THE TASK. All of the data that follows is to be written out exactly, with images excluded.
── GIVEN INFORMATION ──
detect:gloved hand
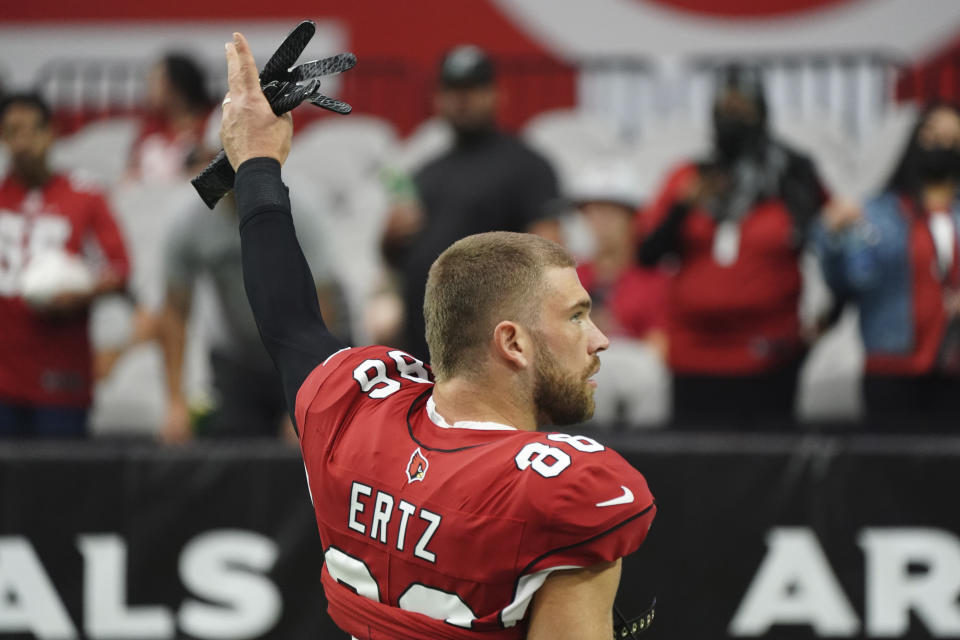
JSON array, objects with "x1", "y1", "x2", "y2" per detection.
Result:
[{"x1": 192, "y1": 20, "x2": 357, "y2": 208}]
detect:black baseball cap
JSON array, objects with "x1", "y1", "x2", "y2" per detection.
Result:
[{"x1": 438, "y1": 45, "x2": 495, "y2": 88}]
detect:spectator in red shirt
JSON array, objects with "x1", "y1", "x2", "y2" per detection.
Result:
[
  {"x1": 638, "y1": 66, "x2": 829, "y2": 430},
  {"x1": 127, "y1": 53, "x2": 213, "y2": 183},
  {"x1": 0, "y1": 93, "x2": 130, "y2": 437}
]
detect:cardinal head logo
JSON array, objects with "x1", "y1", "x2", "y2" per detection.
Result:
[{"x1": 406, "y1": 447, "x2": 429, "y2": 483}]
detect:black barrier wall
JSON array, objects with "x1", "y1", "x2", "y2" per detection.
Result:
[{"x1": 1, "y1": 434, "x2": 959, "y2": 639}]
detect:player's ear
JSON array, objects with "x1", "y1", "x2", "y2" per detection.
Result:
[{"x1": 491, "y1": 320, "x2": 531, "y2": 371}]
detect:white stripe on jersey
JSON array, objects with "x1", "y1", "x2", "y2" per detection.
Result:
[
  {"x1": 322, "y1": 346, "x2": 353, "y2": 366},
  {"x1": 426, "y1": 396, "x2": 518, "y2": 431},
  {"x1": 500, "y1": 565, "x2": 581, "y2": 627}
]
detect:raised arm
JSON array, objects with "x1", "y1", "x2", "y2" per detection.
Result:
[{"x1": 221, "y1": 32, "x2": 345, "y2": 422}]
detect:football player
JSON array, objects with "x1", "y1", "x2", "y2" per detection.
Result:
[{"x1": 220, "y1": 32, "x2": 656, "y2": 639}]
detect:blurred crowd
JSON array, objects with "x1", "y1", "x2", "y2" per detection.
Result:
[{"x1": 1, "y1": 45, "x2": 958, "y2": 440}]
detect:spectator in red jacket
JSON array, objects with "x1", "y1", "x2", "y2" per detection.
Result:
[
  {"x1": 638, "y1": 66, "x2": 829, "y2": 430},
  {"x1": 0, "y1": 93, "x2": 130, "y2": 437}
]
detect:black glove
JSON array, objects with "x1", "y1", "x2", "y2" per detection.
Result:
[{"x1": 192, "y1": 20, "x2": 357, "y2": 209}]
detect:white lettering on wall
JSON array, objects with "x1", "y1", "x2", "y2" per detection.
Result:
[
  {"x1": 859, "y1": 528, "x2": 960, "y2": 637},
  {"x1": 178, "y1": 530, "x2": 281, "y2": 639},
  {"x1": 78, "y1": 535, "x2": 174, "y2": 638},
  {"x1": 729, "y1": 527, "x2": 860, "y2": 636},
  {"x1": 0, "y1": 530, "x2": 282, "y2": 639},
  {"x1": 731, "y1": 527, "x2": 960, "y2": 638},
  {"x1": 0, "y1": 538, "x2": 78, "y2": 639}
]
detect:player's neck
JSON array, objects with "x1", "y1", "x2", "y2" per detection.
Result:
[{"x1": 432, "y1": 376, "x2": 538, "y2": 432}]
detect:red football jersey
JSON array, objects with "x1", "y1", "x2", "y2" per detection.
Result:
[
  {"x1": 0, "y1": 173, "x2": 130, "y2": 407},
  {"x1": 296, "y1": 346, "x2": 656, "y2": 640}
]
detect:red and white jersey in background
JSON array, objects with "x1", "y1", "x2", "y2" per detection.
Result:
[
  {"x1": 0, "y1": 172, "x2": 129, "y2": 408},
  {"x1": 296, "y1": 345, "x2": 656, "y2": 640}
]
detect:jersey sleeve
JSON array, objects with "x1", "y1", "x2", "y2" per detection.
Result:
[
  {"x1": 516, "y1": 438, "x2": 656, "y2": 575},
  {"x1": 295, "y1": 345, "x2": 434, "y2": 451}
]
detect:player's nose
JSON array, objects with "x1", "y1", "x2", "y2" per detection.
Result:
[{"x1": 588, "y1": 319, "x2": 610, "y2": 355}]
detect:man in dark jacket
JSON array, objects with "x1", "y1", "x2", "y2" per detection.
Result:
[{"x1": 383, "y1": 45, "x2": 560, "y2": 362}]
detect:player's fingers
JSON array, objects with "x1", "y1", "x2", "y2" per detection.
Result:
[
  {"x1": 225, "y1": 32, "x2": 260, "y2": 96},
  {"x1": 232, "y1": 32, "x2": 261, "y2": 93},
  {"x1": 225, "y1": 42, "x2": 241, "y2": 95}
]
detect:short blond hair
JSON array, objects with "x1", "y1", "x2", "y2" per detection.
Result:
[{"x1": 424, "y1": 231, "x2": 575, "y2": 380}]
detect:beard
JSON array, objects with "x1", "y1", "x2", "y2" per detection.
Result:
[{"x1": 532, "y1": 339, "x2": 599, "y2": 426}]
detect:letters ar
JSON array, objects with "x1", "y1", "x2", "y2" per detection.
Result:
[{"x1": 730, "y1": 527, "x2": 960, "y2": 637}]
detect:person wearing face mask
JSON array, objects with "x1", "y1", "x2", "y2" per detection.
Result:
[
  {"x1": 638, "y1": 65, "x2": 830, "y2": 431},
  {"x1": 815, "y1": 102, "x2": 960, "y2": 431}
]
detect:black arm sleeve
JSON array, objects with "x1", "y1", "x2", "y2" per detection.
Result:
[
  {"x1": 637, "y1": 201, "x2": 691, "y2": 266},
  {"x1": 235, "y1": 157, "x2": 346, "y2": 427}
]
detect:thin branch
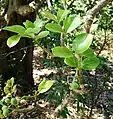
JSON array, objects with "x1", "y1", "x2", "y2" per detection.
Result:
[
  {"x1": 85, "y1": 0, "x2": 113, "y2": 33},
  {"x1": 0, "y1": 45, "x2": 54, "y2": 59},
  {"x1": 46, "y1": 0, "x2": 53, "y2": 11},
  {"x1": 97, "y1": 30, "x2": 107, "y2": 56}
]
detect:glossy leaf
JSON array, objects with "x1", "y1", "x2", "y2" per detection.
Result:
[
  {"x1": 7, "y1": 35, "x2": 21, "y2": 48},
  {"x1": 52, "y1": 46, "x2": 73, "y2": 58},
  {"x1": 42, "y1": 11, "x2": 58, "y2": 22},
  {"x1": 35, "y1": 31, "x2": 49, "y2": 39},
  {"x1": 63, "y1": 16, "x2": 81, "y2": 33},
  {"x1": 80, "y1": 48, "x2": 94, "y2": 57},
  {"x1": 7, "y1": 78, "x2": 14, "y2": 87},
  {"x1": 3, "y1": 25, "x2": 25, "y2": 35},
  {"x1": 57, "y1": 9, "x2": 69, "y2": 23},
  {"x1": 38, "y1": 79, "x2": 53, "y2": 94},
  {"x1": 45, "y1": 23, "x2": 62, "y2": 33},
  {"x1": 64, "y1": 57, "x2": 78, "y2": 67},
  {"x1": 34, "y1": 19, "x2": 44, "y2": 28},
  {"x1": 12, "y1": 85, "x2": 17, "y2": 93},
  {"x1": 25, "y1": 28, "x2": 41, "y2": 34},
  {"x1": 82, "y1": 56, "x2": 100, "y2": 70},
  {"x1": 72, "y1": 33, "x2": 93, "y2": 54},
  {"x1": 23, "y1": 20, "x2": 34, "y2": 28}
]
───
TASK RESPONSE.
detect:gloved hand
JSON array, objects with "x1", "y1", "x2", "y2" per detection.
Result:
[{"x1": 192, "y1": 20, "x2": 357, "y2": 208}]
detect:black baseball cap
JSON array, objects with "x1", "y1", "x2", "y2" per detection.
Result:
[{"x1": 438, "y1": 45, "x2": 495, "y2": 88}]
detect:spectator in red shirt
JSON array, objects with "x1", "y1", "x2", "y2" per detection.
Result:
[
  {"x1": 638, "y1": 66, "x2": 829, "y2": 430},
  {"x1": 127, "y1": 53, "x2": 213, "y2": 183},
  {"x1": 0, "y1": 93, "x2": 130, "y2": 437}
]
detect:cardinal head logo
JSON array, objects with "x1", "y1", "x2", "y2" per detection.
Result:
[{"x1": 406, "y1": 447, "x2": 429, "y2": 483}]
detect:black barrier wall
JSON array, objects with "x1", "y1", "x2", "y2" per detection.
Result:
[{"x1": 1, "y1": 434, "x2": 959, "y2": 639}]
detect:player's ear
JSON array, objects with "x1", "y1", "x2", "y2" per detection.
Result:
[{"x1": 491, "y1": 320, "x2": 531, "y2": 371}]
detect:white stripe on jersey
JSON array, objects with "x1", "y1", "x2", "y2" per detection.
Result:
[
  {"x1": 322, "y1": 346, "x2": 353, "y2": 366},
  {"x1": 426, "y1": 396, "x2": 518, "y2": 431},
  {"x1": 500, "y1": 565, "x2": 581, "y2": 627}
]
detect:raised arm
JSON array, objects with "x1", "y1", "x2", "y2" per detection.
Result:
[{"x1": 221, "y1": 32, "x2": 345, "y2": 422}]
detect:football player
JSON array, objects with "x1", "y1", "x2", "y2" per detection.
Result:
[{"x1": 220, "y1": 32, "x2": 656, "y2": 639}]
detect:blurred crowd
JSON array, objects with "x1", "y1", "x2", "y2" per detection.
Result:
[{"x1": 1, "y1": 45, "x2": 958, "y2": 440}]
detect:spectator in red jacket
JSON array, objects with "x1", "y1", "x2", "y2" per detection.
Result:
[
  {"x1": 638, "y1": 66, "x2": 829, "y2": 430},
  {"x1": 0, "y1": 93, "x2": 130, "y2": 437}
]
detect:black glove
JSON array, objects with "x1", "y1", "x2", "y2" per detection.
Result:
[{"x1": 192, "y1": 20, "x2": 357, "y2": 209}]
detect:white lettering on wall
JSON array, objects with "x1", "y1", "x2", "y2" per detection.
Result:
[
  {"x1": 859, "y1": 528, "x2": 960, "y2": 637},
  {"x1": 178, "y1": 530, "x2": 281, "y2": 639},
  {"x1": 78, "y1": 535, "x2": 174, "y2": 638},
  {"x1": 729, "y1": 527, "x2": 860, "y2": 636},
  {"x1": 0, "y1": 530, "x2": 282, "y2": 639},
  {"x1": 731, "y1": 527, "x2": 960, "y2": 638},
  {"x1": 0, "y1": 538, "x2": 78, "y2": 639}
]
detect:player's neck
JSON array, objects with "x1", "y1", "x2", "y2" per detection.
Result:
[{"x1": 432, "y1": 376, "x2": 538, "y2": 432}]
detect:red football jersey
JSON array, objects with "x1", "y1", "x2", "y2" per detection.
Result:
[
  {"x1": 0, "y1": 173, "x2": 130, "y2": 407},
  {"x1": 296, "y1": 346, "x2": 656, "y2": 640}
]
detect:red and white jersey in background
JSON array, objects with "x1", "y1", "x2", "y2" per detection.
Result:
[
  {"x1": 0, "y1": 172, "x2": 129, "y2": 408},
  {"x1": 296, "y1": 345, "x2": 656, "y2": 640}
]
detect:jersey sleeve
JSON array, objects with "x1", "y1", "x2", "y2" per detection.
Result:
[
  {"x1": 516, "y1": 438, "x2": 656, "y2": 575},
  {"x1": 295, "y1": 345, "x2": 434, "y2": 451}
]
detect:player's nose
JSON array, objects with "x1", "y1", "x2", "y2" per detection.
Result:
[{"x1": 588, "y1": 319, "x2": 610, "y2": 355}]
detect:man in dark jacket
JSON array, objects with "x1", "y1", "x2", "y2" per detection.
Result:
[{"x1": 383, "y1": 45, "x2": 560, "y2": 362}]
detect:player's fingers
JSON array, objects with "x1", "y1", "x2", "y2" per detection.
Result:
[
  {"x1": 225, "y1": 32, "x2": 260, "y2": 96},
  {"x1": 232, "y1": 32, "x2": 261, "y2": 93},
  {"x1": 225, "y1": 42, "x2": 241, "y2": 95}
]
detect:short blond hair
JSON array, objects with "x1", "y1", "x2", "y2" per detection.
Result:
[{"x1": 424, "y1": 231, "x2": 575, "y2": 380}]
detect:beard
JSON array, objects with "x1", "y1", "x2", "y2" per detection.
Result:
[{"x1": 532, "y1": 339, "x2": 599, "y2": 426}]
detect:letters ar
JSON array, objects with "x1", "y1", "x2", "y2" per detection.
Result:
[{"x1": 730, "y1": 527, "x2": 960, "y2": 637}]
detect:person wearing face mask
JSON array, objects with "x1", "y1", "x2", "y2" per detection.
Result:
[
  {"x1": 638, "y1": 65, "x2": 830, "y2": 431},
  {"x1": 815, "y1": 102, "x2": 960, "y2": 431}
]
detect:black arm sleeve
JSON array, objects with "x1", "y1", "x2", "y2" per detection.
Result:
[
  {"x1": 637, "y1": 201, "x2": 691, "y2": 266},
  {"x1": 235, "y1": 157, "x2": 346, "y2": 427}
]
detect:thin branch
JSON array, objects with "x1", "y1", "x2", "y2" per detection.
Result:
[
  {"x1": 85, "y1": 0, "x2": 113, "y2": 33},
  {"x1": 0, "y1": 45, "x2": 54, "y2": 59},
  {"x1": 46, "y1": 0, "x2": 53, "y2": 11},
  {"x1": 97, "y1": 30, "x2": 107, "y2": 56}
]
detect:glossy leaf
JSON array, objects with "x1", "y1", "x2", "y2" per detection.
Result:
[
  {"x1": 7, "y1": 35, "x2": 21, "y2": 48},
  {"x1": 52, "y1": 46, "x2": 73, "y2": 58},
  {"x1": 42, "y1": 11, "x2": 58, "y2": 22},
  {"x1": 35, "y1": 31, "x2": 49, "y2": 39},
  {"x1": 63, "y1": 16, "x2": 81, "y2": 33},
  {"x1": 80, "y1": 48, "x2": 94, "y2": 57},
  {"x1": 7, "y1": 78, "x2": 14, "y2": 87},
  {"x1": 3, "y1": 25, "x2": 25, "y2": 35},
  {"x1": 57, "y1": 9, "x2": 69, "y2": 23},
  {"x1": 38, "y1": 79, "x2": 53, "y2": 94},
  {"x1": 45, "y1": 23, "x2": 62, "y2": 33},
  {"x1": 64, "y1": 57, "x2": 78, "y2": 67},
  {"x1": 34, "y1": 19, "x2": 44, "y2": 28},
  {"x1": 12, "y1": 85, "x2": 17, "y2": 93},
  {"x1": 25, "y1": 28, "x2": 41, "y2": 34},
  {"x1": 82, "y1": 56, "x2": 100, "y2": 70},
  {"x1": 72, "y1": 33, "x2": 93, "y2": 54},
  {"x1": 23, "y1": 20, "x2": 34, "y2": 28}
]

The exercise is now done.